● **DATA TO USE**
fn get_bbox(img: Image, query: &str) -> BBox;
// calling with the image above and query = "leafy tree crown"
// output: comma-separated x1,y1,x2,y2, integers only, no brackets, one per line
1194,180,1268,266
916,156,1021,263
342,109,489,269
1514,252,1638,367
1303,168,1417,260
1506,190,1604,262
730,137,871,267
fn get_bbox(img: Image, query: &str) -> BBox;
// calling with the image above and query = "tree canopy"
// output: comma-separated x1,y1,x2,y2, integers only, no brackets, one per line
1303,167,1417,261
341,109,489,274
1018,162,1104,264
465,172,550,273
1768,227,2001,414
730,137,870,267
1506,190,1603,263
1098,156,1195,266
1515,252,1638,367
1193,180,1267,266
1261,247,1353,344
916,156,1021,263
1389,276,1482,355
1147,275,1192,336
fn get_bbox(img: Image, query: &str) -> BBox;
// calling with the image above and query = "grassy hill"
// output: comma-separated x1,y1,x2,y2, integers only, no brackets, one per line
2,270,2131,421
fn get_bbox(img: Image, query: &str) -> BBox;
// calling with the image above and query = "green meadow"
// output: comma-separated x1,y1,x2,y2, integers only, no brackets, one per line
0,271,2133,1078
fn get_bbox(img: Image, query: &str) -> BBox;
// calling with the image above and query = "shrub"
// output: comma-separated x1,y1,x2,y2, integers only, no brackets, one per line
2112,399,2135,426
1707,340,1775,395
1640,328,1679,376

● **ASSIGNMENT**
Print the data word for word.

● **TASK SOLUTION**
fn get_bbox(img: Image, query: &str) -> BBox;
// calling with the image above and query = "leafy tree crown"
// output: comma-separated x1,y1,x2,y2, integers only, no brackets, one per line
1194,180,1268,266
916,156,1021,263
342,109,489,269
1514,252,1638,367
1303,168,1417,260
1506,190,1604,262
730,137,871,267
fn get_bbox(img: Image, query: &str) -> BBox;
// calling with the image above and query = "tree canopy"
// output: comma-separated x1,y1,x2,y2, integers only, no brackets, one per line
1303,167,1417,261
341,109,489,274
1018,162,1104,264
465,172,550,273
1768,227,2001,414
730,137,870,267
1506,190,1603,263
1098,156,1195,266
1515,252,1638,367
1193,180,1267,266
1261,247,1353,344
916,156,1021,263
1389,276,1482,355
1147,275,1192,336
fn get_bbox(img: Image, query: &str) -> BBox;
// calling with the image above and query = "grassy hill"
// output: comma-separated x1,y1,x2,y2, integers only, no brackets, one per line
2,270,2131,421
fn get_bbox(img: Image, query: &str) -> BBox;
// calling with the image above and query = "green meadow"
// output: comma-separated x1,y1,x2,y2, integers only, no brackets, one per line
0,271,2133,1078
fn get_bbox(img: Image, query: &str) -> BBox;
// calling with the image above and query = "shrub"
// output: comma-separated x1,y1,x2,y2, integers only, no brackets, one per line
2112,399,2135,426
1707,340,1775,395
1640,328,1679,376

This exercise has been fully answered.